Provided passage:

Morning Reflection # 618: Living with the Mistakes that I’ve Made

Do you ever lie awake at night, unable to sleep because of the thoughts that run through your head? In my past, when this would happen, my brain would generally focus on the really dumb small things that I had done that day, like said something that on reflection wasn’t particularly intelligent or done something that made me look stupid.

I think a lot of us do this as children, because we’re still learning our way.

But I found as I get older that my brain doesn’t focus on those small and insignificant things. Maybe it’s because I’ve healed a lot of those insecurities that made those things painful, or maybe it’s just because the older I get, those small mistakes are dwarfed by other things… things that in the moment weren’t so embarrassing, but when compounded with time their magnitude changes.

And you come to see how they have affected your life, and in some cases still do.

I once heard the phrase that the pathway to wisdom is littered with mistakes, and I don’t know if I would consider myself wise at this point, but I’ve certainly put in the work of mistakes Yet as time has passed and the small things fall away, I find it harder and harder to do with the emotional fallout of some of the bigger mistakes of my life.

Because they didn’t just affect me, they affected my family and sometimes the people around me.

It’s very easy to look back on those mistakes and get lost in the nature/nurture argument, and trying to figure out whether these are a result of the circumstances of my environment, the nature of my personality, or some strange combination of the two. Yet I realize in doing that, I am really trying to find a point of blame, which doesn’t really help with anything.

Because what I’m really trying to do is live with the grief of lost opportunities, and the fear of making worse mistakes in the future.

Task list:
1. Answer these questions about the reflection on living with mistakes:
(a) In the past, what did the writer's brain generally focus on when the writer lay awake at night?
(b) What phrase did the writer once hear about the pathway to wisdom?
(c) What two things does the writer say they are really trying to live with?
2. Transcribe the part of the reflection on living with mistakes that opens with the words "Do you ever" and closes with "cases still do.".
3. Pick up the reflection on living with mistakes after its final sentence and continue it.

Given entries:
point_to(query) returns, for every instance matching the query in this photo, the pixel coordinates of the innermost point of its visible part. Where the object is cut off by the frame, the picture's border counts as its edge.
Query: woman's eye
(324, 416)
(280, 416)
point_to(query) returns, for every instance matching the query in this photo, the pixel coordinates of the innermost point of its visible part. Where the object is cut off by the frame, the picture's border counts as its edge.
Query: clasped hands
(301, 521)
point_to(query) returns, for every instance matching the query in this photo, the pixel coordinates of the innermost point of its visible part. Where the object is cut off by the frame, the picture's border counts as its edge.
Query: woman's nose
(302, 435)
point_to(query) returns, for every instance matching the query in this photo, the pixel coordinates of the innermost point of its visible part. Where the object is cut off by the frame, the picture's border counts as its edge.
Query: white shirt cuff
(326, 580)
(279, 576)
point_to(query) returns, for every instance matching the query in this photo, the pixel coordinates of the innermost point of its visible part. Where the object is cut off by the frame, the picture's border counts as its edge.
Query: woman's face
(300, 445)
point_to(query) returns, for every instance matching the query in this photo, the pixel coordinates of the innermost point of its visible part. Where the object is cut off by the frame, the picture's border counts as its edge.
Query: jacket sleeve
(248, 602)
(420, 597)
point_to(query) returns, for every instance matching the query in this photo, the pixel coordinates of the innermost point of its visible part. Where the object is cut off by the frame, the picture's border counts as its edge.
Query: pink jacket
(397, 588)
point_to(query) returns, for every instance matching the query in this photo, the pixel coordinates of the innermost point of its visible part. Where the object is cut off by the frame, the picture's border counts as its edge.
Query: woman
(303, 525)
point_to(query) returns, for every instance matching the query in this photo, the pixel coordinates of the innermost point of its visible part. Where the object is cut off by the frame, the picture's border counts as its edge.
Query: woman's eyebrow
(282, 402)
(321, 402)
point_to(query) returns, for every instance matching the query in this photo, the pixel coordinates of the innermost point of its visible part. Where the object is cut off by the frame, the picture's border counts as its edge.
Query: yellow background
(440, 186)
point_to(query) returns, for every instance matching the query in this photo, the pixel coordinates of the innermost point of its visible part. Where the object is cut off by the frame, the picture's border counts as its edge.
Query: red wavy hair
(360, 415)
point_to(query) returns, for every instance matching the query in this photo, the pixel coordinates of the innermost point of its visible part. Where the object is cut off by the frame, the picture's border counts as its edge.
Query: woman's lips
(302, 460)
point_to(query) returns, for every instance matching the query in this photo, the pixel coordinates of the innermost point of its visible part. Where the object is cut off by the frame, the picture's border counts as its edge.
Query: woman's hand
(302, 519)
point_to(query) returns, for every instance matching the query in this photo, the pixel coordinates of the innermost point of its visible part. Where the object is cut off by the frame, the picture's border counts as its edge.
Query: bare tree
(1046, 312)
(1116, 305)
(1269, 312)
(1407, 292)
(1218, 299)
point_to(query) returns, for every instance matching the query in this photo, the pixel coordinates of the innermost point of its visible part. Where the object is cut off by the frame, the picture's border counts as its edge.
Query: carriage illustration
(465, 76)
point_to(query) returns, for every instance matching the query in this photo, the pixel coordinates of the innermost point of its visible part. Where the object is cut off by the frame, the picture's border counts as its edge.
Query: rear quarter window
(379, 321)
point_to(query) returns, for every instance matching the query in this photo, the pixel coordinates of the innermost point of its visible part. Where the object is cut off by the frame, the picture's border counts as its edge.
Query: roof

Task responses:
1.
(a) The really dumb small things the writer had done that day, like saying something that on reflection wasn't particularly intelligent or doing something that made them look stupid.
(b) That the pathway to wisdom is littered with mistakes.
(c) The grief of lost opportunities and the fear of making worse mistakes in the future.

2.
Do you ever lie awake at night, unable to sleep because of the thoughts that run through your head? In my past, when this would happen, my brain would generally focus on the really dumb small things that I had done that day, like said something that on reflection wasn’t particularly intelligent or done something that made me look stupid.

I think a lot of us do this as children, because we’re still learning our way.

But I found as I get older that my brain doesn’t focus on those small and insignificant things. Maybe it’s because I’ve healed a lot of those insecurities that made those things painful, or maybe it’s just because the older I get, those small mistakes are dwarfed by other things… things that in the moment weren’t so embarrassing, but when compounded with time their magnitude changes.

And you come to see how they have affected your life, and in some cases still do.

3.
In one of my previous pieces, I seem to remember writing that regret was a poison. Honestly after 600+ pieces of this work I can’t tell you all the things that I’ve written, but that one stands out. I guess at this point in my life I’m trying to learn to live with the poison of regret, while realizing that even that emotion compresses my soul, and makes it harder to do the things I need to do to change the outcome of some of those mistakes.

In trying to change, I am confronted with all the reasons that I made the mistakes in the first place.

And that can be really hard to live with. On the nights where sleep won’t come, or in the mornings where the world is quiet and I don’t have to rush out of the door to work, I find myself beset by sadness and a longing for things to be different. There are times when I can see the pathway that will lead me out of this place, but the very fears that prevented me from choosing differently back then assail me now, whispering a subtle toxin to my soul.

About how I will only make a mistake, screw things up, and feel even worse about myself when it has all gone wrong.

It’s very easy to get caught in that cycle of regret and fear. The longer I spend in those overwhelming emotions, the less confident I feel making the changes necessary to enable different future. I know that I cannot go back and change the past, but I’m trying to write a better ending to the story that I currently live, and I cling to the hope that a better ending than the one I currently envision will in some way help make all of the past worth it.

Because if all those mistakes were stepping stones to something great, I can live with that meaning. If not, then I have to learn to live with a very different emotional story than the one I would like to be.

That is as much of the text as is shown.